--- BEGIN ---

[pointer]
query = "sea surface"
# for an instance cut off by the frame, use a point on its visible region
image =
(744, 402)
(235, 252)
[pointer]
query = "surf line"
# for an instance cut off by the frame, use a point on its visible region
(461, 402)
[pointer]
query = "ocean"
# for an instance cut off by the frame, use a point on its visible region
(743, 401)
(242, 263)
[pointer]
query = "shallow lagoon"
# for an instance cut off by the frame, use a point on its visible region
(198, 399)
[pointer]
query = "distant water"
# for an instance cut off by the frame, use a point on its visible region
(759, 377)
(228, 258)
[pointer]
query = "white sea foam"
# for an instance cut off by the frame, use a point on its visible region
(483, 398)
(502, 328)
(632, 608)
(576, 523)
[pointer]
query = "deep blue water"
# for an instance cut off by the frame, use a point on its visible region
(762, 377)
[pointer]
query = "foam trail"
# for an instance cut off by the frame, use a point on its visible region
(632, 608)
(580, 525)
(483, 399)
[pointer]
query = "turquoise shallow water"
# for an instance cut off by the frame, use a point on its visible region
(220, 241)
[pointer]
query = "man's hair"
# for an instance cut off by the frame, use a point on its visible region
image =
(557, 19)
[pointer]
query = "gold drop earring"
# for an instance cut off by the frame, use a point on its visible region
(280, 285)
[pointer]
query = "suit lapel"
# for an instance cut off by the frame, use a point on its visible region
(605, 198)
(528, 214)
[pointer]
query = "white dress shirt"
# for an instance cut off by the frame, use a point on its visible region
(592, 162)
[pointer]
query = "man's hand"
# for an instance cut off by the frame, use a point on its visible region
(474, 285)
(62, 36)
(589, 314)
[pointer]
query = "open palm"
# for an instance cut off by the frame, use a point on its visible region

--- END ---

» **EXERCISE GOAL**
Rewrite the rows above as a numbered list, leaving out any blank lines.

» **WRITTEN RESPONSE**
1. [pointer]
2. query = "sea surface"
3. # for an instance cut off by the frame, use a point on its visible region
4. image =
5. (744, 402)
6. (235, 252)
7. [pointer]
8. query = "surf line"
9. # for an instance cut off by the frame, use a point on its visible region
10. (461, 402)
11. [pointer]
12. query = "ocean"
13. # for an instance cut off by the frame, use a point on its visible region
14. (743, 401)
15. (242, 263)
16. [pointer]
17. query = "shallow lagoon"
18. # for an instance cut off by the frame, use a point on its visible region
19. (198, 399)
20. [pointer]
21. query = "distant water"
22. # for an instance cut off by the frame, use a point on its visible region
23. (759, 377)
24. (228, 258)
25. [pointer]
26. query = "white sea foam"
27. # for an instance cut off by the frame, use a point on its visible region
28. (483, 398)
29. (502, 328)
30. (632, 608)
31. (576, 523)
32. [pointer]
33. query = "deep blue water"
34. # for an instance cut off by the frame, use a point on its visible region
35. (762, 377)
36. [pointer]
37. query = "foam trail"
38. # for an instance cut off by the frame, use a point on its visible region
39. (632, 608)
40. (580, 525)
41. (483, 399)
42. [pointer]
43. query = "turquoise shallow water"
44. # for an instance cut off by the frame, use a point on its visible region
45. (220, 241)
46. [pointer]
47. query = "man's hair"
48. # for an instance cut off by the frame, use a point on its visible region
49. image =
50. (557, 19)
51. [pointer]
52. query = "gold drop earring"
53. # for an instance cut off by the frame, use a point on its visible region
54. (280, 285)
55. [pointer]
56. query = "suit lapel"
57. # for an instance cut off by the frame, use a point on its visible region
58. (605, 198)
59. (528, 214)
60. [pointer]
61. query = "white dress shirt"
62. # for an instance cut off by the frame, use a point on its visible region
63. (592, 162)
64. [pointer]
65. query = "man's hand"
66. # for an instance cut off by the frame, use a point on its visible region
67. (474, 285)
68. (62, 36)
69. (589, 314)
70. [pointer]
71. query = "open palm"
72. # for an instance cut off by the frame, use a point on its visible region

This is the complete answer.